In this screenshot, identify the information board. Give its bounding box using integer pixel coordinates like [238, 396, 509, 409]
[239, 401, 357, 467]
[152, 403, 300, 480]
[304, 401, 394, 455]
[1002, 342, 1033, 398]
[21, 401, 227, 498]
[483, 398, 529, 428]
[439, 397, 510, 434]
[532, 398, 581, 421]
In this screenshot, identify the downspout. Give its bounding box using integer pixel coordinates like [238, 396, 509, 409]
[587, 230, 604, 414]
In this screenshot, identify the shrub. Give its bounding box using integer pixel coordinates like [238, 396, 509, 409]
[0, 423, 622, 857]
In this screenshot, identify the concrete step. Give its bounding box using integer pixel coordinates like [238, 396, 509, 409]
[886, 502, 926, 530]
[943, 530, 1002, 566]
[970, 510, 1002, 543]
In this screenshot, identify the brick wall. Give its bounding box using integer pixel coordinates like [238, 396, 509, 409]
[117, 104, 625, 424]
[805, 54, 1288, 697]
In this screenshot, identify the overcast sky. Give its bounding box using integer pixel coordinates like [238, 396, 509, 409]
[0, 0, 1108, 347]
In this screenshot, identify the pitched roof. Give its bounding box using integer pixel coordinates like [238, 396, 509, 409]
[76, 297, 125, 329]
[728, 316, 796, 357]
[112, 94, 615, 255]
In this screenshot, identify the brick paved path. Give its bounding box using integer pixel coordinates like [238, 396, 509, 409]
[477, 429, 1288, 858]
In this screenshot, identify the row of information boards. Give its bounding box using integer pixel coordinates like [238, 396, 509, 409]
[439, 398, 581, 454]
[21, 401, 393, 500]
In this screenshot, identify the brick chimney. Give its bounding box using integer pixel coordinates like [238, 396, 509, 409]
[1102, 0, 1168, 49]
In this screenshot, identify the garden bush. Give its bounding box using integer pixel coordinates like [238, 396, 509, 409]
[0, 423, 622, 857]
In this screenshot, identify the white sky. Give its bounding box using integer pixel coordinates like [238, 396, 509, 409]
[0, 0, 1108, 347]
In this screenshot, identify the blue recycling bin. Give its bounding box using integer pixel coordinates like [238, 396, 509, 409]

■ ■ ■ ■ ■

● Your task
Copy every entry above word for word, keeping each line unchanged and in the same order.

● Full output
In this screenshot, identify the information board. Give its bounding box using integer pixel coordinates like [238, 396, 509, 409]
[239, 401, 357, 467]
[152, 403, 300, 480]
[304, 401, 394, 455]
[1002, 342, 1033, 398]
[21, 401, 227, 498]
[483, 398, 529, 428]
[439, 397, 510, 434]
[532, 398, 581, 421]
In this screenshot, identify the downspout. Give its bounding box using integer pixel coordinates like [238, 396, 509, 409]
[587, 230, 604, 414]
In this screenshot, identify the shrub. Give its bounding box using integer pixel coordinates like [238, 396, 509, 409]
[0, 423, 622, 857]
In this screenshot, identify the concrete step. Give its bounding box using integer pixel coordinates like [238, 396, 509, 409]
[886, 502, 926, 530]
[943, 530, 1002, 566]
[970, 510, 1002, 543]
In this screenshot, identify the brick wall. Give its bounding box using integer pixel coordinates like [238, 396, 509, 409]
[117, 104, 625, 424]
[805, 54, 1288, 697]
In this screenshot, identify the overcast sky. Give its bounding box using integer pixel coordinates like [238, 396, 509, 409]
[0, 0, 1108, 347]
In this screenshot, identify the pitched roof. Give its bounding box using integer pixel coordinates like [238, 396, 509, 409]
[76, 297, 125, 329]
[728, 316, 796, 357]
[112, 94, 615, 255]
In this screenshot, identify the brick paved path. Give its bounding box using integer pixel coordinates like [238, 396, 509, 409]
[477, 429, 1288, 858]
In this screenshot, identify the row of information boards. Give its bounding box using integer pixel coordinates like [238, 396, 509, 409]
[439, 398, 581, 454]
[21, 401, 393, 500]
In this screenshot, identify the brick chimney. Give its bounding box using integer pixel coordinates like [238, 396, 509, 409]
[1102, 0, 1168, 49]
In this screenshot, identify the garden bush. Give its bounding box using integer pixel coordinates like [238, 396, 509, 409]
[0, 423, 622, 857]
In this screenshot, identify the white sky. Give its bounding box using integer pixel coordinates like [238, 396, 509, 409]
[0, 0, 1108, 347]
In this screenshot, identify the blue recycling bin. Give its bounding box using integer pixel coordinates like [238, 396, 509, 409]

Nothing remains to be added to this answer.